BEGIN Material provided
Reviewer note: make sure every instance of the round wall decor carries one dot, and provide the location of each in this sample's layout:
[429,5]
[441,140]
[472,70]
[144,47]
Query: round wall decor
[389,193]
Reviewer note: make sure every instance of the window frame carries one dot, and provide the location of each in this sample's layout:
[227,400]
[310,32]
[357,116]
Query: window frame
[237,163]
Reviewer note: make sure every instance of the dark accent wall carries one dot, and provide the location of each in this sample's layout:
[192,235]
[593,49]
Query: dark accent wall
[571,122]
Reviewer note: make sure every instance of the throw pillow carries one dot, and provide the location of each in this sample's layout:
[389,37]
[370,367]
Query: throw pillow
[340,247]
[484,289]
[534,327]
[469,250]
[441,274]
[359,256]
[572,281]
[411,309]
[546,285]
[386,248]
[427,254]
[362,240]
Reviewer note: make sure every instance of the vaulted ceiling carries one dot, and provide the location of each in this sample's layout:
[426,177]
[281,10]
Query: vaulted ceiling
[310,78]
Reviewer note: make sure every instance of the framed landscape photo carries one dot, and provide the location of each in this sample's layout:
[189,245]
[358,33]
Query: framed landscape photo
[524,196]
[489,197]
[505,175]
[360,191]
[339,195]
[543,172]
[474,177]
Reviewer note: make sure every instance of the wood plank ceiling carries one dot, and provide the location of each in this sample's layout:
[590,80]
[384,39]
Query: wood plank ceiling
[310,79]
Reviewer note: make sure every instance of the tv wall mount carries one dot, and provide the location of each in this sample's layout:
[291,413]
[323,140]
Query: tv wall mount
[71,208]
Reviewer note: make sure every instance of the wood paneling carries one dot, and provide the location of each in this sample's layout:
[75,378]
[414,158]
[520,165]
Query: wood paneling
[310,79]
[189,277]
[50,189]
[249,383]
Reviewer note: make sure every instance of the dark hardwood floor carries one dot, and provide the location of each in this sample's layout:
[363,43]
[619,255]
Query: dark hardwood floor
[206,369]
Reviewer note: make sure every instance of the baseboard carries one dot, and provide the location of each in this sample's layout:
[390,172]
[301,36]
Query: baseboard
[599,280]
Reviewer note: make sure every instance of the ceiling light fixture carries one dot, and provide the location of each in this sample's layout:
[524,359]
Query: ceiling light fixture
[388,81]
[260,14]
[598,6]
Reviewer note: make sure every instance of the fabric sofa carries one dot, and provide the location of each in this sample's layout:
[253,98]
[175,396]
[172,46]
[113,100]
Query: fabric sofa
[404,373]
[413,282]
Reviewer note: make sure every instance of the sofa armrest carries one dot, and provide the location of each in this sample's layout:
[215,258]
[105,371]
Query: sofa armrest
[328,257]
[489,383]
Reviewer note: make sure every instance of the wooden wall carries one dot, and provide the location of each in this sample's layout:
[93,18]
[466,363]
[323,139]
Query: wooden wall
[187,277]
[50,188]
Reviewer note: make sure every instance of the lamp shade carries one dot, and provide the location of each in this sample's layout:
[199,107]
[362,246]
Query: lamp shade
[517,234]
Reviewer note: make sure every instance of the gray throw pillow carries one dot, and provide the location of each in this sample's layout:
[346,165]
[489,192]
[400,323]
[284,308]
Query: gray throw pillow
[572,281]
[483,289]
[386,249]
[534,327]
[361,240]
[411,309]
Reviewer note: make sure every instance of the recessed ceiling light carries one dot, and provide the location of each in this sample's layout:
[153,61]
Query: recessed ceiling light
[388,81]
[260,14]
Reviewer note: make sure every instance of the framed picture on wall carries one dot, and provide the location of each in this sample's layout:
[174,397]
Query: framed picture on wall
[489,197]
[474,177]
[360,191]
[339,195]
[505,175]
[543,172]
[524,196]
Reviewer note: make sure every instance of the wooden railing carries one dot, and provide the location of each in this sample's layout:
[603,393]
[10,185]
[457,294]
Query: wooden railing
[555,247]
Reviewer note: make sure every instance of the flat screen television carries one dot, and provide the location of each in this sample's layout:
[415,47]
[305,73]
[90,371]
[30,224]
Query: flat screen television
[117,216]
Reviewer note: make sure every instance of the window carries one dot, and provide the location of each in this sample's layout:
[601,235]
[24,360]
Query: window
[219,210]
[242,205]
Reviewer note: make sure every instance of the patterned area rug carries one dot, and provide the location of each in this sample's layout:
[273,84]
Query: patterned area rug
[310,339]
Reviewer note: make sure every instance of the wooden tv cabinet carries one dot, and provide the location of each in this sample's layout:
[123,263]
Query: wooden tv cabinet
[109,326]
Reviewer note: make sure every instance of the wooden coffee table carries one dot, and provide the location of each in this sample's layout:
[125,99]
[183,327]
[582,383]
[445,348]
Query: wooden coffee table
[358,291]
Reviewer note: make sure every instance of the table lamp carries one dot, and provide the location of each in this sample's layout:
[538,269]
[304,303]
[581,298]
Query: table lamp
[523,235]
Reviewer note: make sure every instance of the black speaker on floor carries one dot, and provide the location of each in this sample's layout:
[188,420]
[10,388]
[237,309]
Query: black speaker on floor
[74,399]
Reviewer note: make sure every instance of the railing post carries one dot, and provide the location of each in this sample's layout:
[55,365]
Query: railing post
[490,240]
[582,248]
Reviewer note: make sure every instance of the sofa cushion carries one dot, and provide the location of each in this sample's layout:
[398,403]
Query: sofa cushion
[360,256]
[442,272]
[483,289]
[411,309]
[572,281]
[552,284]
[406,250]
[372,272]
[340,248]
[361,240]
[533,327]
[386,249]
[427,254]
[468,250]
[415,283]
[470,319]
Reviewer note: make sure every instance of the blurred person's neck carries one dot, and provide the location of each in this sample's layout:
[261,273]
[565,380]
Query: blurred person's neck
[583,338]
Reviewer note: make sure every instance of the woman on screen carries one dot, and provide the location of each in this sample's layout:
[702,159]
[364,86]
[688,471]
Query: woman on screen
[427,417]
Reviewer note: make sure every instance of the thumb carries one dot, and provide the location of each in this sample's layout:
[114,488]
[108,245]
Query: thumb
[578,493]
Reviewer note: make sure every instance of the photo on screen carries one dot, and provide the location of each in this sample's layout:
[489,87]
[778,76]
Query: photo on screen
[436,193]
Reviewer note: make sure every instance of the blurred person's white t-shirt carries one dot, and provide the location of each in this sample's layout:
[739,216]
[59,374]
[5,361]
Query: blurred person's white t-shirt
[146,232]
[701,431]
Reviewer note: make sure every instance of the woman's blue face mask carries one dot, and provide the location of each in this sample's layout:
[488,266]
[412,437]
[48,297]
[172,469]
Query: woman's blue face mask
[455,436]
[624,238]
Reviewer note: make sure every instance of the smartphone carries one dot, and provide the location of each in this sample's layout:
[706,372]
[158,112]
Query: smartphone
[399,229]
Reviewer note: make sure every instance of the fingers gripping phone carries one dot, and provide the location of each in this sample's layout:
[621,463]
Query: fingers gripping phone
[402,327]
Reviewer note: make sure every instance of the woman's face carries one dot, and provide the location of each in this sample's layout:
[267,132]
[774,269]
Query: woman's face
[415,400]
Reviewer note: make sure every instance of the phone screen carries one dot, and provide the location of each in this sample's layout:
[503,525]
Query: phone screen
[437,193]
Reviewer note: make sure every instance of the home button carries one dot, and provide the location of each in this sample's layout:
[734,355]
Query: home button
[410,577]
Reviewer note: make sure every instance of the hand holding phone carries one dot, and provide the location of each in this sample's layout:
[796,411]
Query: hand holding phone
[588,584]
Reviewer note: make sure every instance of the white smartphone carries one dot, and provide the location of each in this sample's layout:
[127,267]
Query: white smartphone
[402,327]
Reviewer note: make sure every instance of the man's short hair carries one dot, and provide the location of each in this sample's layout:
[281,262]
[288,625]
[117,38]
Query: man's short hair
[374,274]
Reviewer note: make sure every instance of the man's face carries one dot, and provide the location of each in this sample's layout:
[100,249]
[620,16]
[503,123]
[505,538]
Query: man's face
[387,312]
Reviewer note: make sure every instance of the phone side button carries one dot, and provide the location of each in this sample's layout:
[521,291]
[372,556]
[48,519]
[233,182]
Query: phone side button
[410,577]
END Material provided
Exactly and exclusively, repeat the lines from the line that contains "Reviewer note: make sure every instance of the man's face" through the end of the records, both ends included.

Reviewer note: make sure every instance of the man's face carries one dot, and provide the location of each in this sample's layout:
[100,249]
[620,16]
[503,123]
[505,538]
Query: man's face
[387,312]
Reviewer note: make sure every instance of the phone side button carries one dot, and provide the location of each in this sample's layout:
[521,291]
[372,556]
[48,519]
[233,182]
Query: phone side button
[410,577]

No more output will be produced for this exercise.